◆ Schriftliche Übung 1 ◆
Bitte gib die Datensätze erneut wieder, beginnend mit der Zeile, die „Task: Q: Indicate the shadow“ enthält, und endend mit dem letzten Datensatz, und benenne dabei „photo“ überall in „image“ um, ohne sonst etwas zu ändern. Lass die Bilder in deiner Antwort weg.

==== Angezeigter Text ====

Restaurant-Kritik: Lafleur hat es schwer | BISS

Restaurant-Kritik: Lafleur hat es schwer

Lafleur-Titel 2

Im Frankfurter Palmengarten

blüht Alfred Friedrich

ganz langsam auf

 

Im Palmengarten wächst auch der Unmut. Wegen schwankender Leistungen in der Gastronomie. Das junge Blümchen Lafleur kann noch nicht ganz seinen Duft entfalten. Wir erlebten zu Anfang sehr welke Leistungen, doch so langsam blüht Alfred Friedrich auf.

==== Aufgabendaten ====

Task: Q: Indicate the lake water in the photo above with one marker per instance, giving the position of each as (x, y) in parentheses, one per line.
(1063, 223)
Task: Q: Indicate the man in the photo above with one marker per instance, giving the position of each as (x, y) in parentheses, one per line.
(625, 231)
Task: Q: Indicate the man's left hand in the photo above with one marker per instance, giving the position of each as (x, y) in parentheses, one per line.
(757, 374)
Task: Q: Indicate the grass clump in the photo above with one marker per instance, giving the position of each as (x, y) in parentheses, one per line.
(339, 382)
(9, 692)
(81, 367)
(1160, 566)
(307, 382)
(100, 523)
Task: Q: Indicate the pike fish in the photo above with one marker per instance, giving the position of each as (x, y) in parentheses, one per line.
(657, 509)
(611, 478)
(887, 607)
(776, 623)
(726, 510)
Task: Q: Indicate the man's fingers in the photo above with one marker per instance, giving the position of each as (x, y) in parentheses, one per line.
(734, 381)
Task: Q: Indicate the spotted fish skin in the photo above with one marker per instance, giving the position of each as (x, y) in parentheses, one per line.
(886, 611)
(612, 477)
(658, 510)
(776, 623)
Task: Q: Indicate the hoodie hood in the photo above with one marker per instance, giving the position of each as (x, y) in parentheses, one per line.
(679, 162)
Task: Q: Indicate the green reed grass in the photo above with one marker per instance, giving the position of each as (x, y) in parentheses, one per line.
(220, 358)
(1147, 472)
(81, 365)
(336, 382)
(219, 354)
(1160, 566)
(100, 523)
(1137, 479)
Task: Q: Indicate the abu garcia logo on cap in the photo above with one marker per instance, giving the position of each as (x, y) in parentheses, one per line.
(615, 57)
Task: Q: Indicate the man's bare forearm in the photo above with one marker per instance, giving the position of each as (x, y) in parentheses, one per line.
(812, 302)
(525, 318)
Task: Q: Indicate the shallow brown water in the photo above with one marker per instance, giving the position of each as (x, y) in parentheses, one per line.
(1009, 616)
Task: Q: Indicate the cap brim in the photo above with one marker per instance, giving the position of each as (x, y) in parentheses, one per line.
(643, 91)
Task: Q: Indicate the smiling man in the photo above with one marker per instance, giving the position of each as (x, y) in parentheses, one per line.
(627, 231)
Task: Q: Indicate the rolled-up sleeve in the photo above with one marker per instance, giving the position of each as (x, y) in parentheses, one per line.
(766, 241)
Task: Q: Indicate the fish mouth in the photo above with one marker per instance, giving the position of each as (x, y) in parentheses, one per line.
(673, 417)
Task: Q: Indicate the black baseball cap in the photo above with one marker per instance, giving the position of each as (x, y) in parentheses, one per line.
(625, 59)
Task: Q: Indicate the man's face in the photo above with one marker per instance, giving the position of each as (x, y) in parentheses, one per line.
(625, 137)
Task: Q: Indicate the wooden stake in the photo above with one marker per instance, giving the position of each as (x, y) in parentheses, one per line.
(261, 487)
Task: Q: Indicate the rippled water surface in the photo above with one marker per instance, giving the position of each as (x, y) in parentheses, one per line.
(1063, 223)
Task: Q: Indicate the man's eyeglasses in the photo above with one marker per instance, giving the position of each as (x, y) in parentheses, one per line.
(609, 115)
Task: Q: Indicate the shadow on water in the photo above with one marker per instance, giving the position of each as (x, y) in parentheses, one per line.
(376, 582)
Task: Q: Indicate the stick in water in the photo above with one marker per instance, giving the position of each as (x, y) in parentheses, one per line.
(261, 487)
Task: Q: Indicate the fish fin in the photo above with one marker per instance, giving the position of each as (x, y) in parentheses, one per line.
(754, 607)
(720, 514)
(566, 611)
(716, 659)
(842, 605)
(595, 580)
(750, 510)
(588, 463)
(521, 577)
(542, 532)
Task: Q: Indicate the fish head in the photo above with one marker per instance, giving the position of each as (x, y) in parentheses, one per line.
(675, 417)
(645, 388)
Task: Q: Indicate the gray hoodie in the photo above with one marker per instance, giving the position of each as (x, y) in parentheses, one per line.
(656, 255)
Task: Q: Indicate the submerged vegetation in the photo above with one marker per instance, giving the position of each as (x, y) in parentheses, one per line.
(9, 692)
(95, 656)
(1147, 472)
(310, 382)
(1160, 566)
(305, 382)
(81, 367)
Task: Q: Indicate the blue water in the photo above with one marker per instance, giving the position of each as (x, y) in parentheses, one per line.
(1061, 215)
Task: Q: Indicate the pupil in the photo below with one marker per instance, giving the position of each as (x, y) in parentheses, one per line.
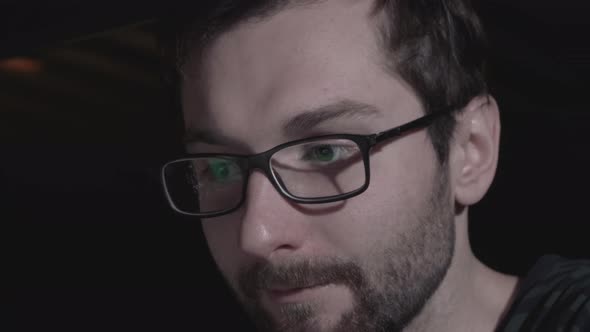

====

◆ Schriftliche Übung 2 ◆
Schreib die Restaurantkritik über das Lafleur im Palmengarten nach ihrem letzten Satz weiter.

◆ Antwort zur Aufgabe 1 ◆
Task: Q: Indicate the shadow on water in the image above with one marker per instance, giving the position of each as (x, y) in parentheses, one per line.
(376, 582)
Task: Q: Indicate the stick in water in the image above with one marker per instance, giving the position of each as (x, y) in parentheses, one per line.
(261, 487)
Task: Q: Indicate the fish fin in the image above with one marker per instance, giving the position of each as (x, y) in parentheses, one per line.
(754, 607)
(720, 514)
(566, 611)
(716, 659)
(842, 605)
(595, 580)
(750, 510)
(588, 463)
(521, 577)
(542, 532)
Task: Q: Indicate the fish head in the image above with one marker per instance, giving the position of each as (x, y) in parentheses, one per line.
(675, 417)
(645, 388)
Task: Q: Indicate the gray hoodie in the image above with one marker per instance, giving the position of each as (x, y) in parentheses, one per line.
(656, 255)
Task: Q: Indicate the submerged vegetation in the image above with one marker per instance, giving the position of each as (x, y) in parentheses, one per line.
(9, 692)
(95, 656)
(1147, 472)
(310, 382)
(1160, 566)
(305, 382)
(81, 367)
Task: Q: Indicate the blue water in the image above with one marker per instance, giving the position of each as (x, y) in parentheses, one per line.
(1061, 215)
Task: Q: Indicate the pupil in the image below with one marker per instance, giving the position of each as (x, y) in parentheses, one per line.

◆ Antwort zur Aufgabe 2 ◆
Mit mehr Spannung wurde auf kaum eine Neueröffnung in Frankfurt gewartet: Das Restaurant Lafleur im Gesellschaftshaus im Palmengarten ließ über sechs Jahre auf sich warten. Während der restaurierte Festsaal dort in barocker Pracht erstrahlt, wurde das Restaurant eher im klarlinigen Bauhausstil gestaltet. Opulent setzen sich dagegen einige Bilder und die alles dominierende Farbe Aubergine ins Licht. Nur acht Tische reihen sich um die großen Fensterfronten mit Parkblick (der noch durch eine Baustelle untergraben wird). Der begehbare Weinschrank ist gut bestückt, Deutschland, Frankreich, Spanien (und künftig auch Österreich) spielen die Hauptrollen, von Château Lafleur stehen allein 28 verschiedene Bouteillen parat.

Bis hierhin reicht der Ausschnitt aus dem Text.